• Given instruction
Rewrite the items starting at the line containing "the form [1072,792]." and ending at the last of the items, changing "car roof" to "vehicle roof" and leaving everything else as it stands.

-- BEGIN Source material --

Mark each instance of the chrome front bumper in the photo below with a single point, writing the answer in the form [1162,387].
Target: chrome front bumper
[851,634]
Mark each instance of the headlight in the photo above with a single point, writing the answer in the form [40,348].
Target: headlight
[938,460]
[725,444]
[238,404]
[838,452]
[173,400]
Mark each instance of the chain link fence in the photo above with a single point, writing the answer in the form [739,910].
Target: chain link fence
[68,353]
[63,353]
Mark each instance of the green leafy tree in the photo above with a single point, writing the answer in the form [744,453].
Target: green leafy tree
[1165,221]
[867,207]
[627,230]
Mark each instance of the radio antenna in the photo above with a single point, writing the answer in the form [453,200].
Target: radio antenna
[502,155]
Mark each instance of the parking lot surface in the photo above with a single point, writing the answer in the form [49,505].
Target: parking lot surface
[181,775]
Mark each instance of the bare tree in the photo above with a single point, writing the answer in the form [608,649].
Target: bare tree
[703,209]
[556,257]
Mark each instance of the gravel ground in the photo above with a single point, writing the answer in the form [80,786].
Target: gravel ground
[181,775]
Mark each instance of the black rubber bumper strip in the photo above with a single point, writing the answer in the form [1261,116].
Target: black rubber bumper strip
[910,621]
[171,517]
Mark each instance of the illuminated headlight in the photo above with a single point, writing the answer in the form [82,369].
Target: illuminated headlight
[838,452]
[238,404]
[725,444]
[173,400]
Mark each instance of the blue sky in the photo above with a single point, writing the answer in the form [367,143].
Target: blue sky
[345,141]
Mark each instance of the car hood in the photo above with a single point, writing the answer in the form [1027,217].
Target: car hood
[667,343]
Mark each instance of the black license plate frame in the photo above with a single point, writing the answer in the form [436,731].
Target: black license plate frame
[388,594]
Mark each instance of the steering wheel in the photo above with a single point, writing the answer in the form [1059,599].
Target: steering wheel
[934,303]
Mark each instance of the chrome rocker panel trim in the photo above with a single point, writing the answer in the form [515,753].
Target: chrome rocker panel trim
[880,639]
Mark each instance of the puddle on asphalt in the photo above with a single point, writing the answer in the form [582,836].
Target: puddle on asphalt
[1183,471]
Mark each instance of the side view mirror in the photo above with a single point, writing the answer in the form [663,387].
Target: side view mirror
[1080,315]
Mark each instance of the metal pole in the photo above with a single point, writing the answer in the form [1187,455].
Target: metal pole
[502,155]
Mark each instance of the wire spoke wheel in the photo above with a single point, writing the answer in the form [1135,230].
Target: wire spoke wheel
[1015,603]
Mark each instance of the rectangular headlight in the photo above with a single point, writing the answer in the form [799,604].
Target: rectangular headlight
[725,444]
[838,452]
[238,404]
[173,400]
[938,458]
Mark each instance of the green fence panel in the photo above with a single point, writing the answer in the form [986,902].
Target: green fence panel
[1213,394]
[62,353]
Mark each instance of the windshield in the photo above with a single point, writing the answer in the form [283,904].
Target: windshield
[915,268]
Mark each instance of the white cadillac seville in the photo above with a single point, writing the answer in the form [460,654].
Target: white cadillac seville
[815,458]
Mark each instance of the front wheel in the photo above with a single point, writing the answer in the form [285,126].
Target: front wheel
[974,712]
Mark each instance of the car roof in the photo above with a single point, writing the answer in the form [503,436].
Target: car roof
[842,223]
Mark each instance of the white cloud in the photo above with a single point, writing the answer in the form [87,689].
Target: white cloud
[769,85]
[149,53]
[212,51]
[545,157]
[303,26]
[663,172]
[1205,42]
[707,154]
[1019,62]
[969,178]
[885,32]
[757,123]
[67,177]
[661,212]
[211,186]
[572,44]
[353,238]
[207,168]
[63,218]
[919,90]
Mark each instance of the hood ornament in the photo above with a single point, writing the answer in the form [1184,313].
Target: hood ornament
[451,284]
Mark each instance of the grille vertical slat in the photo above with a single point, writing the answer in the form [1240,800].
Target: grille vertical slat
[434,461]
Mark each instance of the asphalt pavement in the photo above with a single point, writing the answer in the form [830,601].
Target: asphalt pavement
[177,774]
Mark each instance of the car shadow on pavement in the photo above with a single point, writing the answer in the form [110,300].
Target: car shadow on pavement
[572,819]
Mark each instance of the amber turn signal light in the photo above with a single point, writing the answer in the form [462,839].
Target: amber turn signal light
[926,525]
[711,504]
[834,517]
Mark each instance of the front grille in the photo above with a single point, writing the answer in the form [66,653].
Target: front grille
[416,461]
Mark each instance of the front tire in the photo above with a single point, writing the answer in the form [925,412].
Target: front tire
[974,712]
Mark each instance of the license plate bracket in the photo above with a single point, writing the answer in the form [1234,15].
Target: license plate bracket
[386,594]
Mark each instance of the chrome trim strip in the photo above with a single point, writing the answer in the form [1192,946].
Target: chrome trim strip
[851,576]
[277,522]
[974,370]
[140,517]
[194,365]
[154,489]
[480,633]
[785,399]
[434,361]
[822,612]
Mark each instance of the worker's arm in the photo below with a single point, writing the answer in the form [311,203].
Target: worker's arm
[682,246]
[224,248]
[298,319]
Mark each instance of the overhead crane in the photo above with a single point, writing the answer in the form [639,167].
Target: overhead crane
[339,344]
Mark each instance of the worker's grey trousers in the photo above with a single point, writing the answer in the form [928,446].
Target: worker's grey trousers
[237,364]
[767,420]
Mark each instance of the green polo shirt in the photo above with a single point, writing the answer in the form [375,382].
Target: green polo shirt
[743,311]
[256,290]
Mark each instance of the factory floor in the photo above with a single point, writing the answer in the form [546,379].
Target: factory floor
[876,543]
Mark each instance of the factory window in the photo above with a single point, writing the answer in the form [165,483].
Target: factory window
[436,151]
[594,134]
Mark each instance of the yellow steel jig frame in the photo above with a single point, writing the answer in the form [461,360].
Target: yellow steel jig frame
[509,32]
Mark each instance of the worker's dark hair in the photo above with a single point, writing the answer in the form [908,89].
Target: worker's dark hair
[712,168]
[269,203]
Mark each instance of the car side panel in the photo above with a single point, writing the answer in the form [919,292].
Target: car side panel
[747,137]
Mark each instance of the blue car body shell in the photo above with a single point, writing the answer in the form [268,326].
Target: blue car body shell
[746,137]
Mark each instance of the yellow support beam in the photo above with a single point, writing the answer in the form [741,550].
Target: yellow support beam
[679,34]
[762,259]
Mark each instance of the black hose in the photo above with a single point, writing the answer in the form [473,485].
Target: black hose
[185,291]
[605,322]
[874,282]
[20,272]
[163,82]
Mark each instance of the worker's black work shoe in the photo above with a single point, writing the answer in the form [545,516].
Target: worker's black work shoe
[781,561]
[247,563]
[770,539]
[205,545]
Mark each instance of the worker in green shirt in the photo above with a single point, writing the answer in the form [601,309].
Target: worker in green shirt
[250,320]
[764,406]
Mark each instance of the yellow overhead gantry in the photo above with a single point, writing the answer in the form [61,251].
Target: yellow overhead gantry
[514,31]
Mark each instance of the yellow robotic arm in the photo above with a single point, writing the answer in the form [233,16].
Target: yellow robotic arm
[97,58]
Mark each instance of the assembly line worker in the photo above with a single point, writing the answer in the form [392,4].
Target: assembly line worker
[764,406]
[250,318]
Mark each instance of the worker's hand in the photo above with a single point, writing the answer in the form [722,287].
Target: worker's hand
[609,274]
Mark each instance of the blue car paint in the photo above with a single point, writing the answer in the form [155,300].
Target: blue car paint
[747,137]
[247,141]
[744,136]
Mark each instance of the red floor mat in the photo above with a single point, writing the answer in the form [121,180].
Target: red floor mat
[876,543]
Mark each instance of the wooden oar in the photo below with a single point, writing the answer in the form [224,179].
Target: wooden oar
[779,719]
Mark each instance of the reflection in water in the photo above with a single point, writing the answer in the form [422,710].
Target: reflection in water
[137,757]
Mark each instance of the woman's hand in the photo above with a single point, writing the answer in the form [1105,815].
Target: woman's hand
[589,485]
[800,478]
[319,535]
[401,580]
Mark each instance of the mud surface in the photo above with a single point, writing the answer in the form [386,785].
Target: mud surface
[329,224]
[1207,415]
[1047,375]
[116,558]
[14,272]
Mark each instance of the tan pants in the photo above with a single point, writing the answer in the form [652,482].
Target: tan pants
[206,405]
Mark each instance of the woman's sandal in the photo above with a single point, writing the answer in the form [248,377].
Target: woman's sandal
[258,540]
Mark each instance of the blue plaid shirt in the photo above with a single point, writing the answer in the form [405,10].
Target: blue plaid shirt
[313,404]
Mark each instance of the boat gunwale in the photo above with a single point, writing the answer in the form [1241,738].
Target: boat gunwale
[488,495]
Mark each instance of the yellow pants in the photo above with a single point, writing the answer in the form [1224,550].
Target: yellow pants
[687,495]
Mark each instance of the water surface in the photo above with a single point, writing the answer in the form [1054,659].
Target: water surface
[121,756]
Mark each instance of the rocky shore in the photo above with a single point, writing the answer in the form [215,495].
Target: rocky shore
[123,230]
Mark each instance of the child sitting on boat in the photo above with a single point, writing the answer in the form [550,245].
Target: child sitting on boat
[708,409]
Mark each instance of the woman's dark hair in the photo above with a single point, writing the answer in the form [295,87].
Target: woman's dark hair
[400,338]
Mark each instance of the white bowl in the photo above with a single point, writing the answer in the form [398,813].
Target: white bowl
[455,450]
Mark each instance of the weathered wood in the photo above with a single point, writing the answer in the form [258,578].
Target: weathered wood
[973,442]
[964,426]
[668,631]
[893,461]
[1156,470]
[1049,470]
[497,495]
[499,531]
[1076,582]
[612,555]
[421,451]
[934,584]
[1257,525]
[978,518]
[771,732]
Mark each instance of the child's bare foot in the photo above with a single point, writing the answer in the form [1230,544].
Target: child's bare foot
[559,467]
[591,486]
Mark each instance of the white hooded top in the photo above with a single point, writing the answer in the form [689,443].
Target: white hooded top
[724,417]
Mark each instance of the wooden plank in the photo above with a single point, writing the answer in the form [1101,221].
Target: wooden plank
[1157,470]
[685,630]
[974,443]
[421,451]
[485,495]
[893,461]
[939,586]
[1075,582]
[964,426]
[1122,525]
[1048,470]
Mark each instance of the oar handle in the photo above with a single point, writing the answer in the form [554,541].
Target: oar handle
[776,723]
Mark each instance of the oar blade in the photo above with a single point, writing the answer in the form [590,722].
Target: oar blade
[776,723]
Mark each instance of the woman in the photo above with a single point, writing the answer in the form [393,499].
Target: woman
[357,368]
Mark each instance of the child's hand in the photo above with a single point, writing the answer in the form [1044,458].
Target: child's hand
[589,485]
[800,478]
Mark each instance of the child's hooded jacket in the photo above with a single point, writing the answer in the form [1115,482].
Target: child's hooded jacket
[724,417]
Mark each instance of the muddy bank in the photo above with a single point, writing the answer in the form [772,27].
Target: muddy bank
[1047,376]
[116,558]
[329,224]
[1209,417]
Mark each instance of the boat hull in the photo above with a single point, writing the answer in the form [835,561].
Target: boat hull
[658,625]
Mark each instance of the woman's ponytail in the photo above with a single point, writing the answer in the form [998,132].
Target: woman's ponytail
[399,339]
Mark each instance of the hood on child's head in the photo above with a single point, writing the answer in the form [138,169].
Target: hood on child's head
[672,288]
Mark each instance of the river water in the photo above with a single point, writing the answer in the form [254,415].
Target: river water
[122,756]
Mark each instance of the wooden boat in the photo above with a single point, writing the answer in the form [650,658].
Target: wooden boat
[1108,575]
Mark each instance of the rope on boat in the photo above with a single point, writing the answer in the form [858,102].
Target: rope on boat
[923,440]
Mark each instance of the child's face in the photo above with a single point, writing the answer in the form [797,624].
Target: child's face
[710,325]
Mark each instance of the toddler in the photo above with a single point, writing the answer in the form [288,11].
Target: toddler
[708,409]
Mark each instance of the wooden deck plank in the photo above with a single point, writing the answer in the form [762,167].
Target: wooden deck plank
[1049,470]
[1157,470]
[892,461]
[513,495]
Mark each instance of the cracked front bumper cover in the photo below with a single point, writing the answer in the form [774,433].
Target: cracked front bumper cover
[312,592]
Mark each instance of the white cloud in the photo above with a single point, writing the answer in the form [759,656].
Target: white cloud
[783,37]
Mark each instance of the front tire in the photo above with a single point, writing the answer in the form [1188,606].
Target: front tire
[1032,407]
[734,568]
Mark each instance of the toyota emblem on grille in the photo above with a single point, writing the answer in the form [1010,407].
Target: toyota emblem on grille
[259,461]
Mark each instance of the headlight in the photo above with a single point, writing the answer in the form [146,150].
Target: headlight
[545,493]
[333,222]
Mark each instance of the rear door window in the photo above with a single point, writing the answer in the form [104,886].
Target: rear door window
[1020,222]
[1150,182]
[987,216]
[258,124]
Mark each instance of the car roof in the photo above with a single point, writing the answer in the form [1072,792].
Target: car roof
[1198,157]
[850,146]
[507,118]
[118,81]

-- END Source material --

• Answer to the task
Mark each instance of the vehicle roof in the photo above with a single point, writing the answer in the form [1072,792].
Target: vehicle roof
[1198,157]
[850,146]
[507,118]
[118,81]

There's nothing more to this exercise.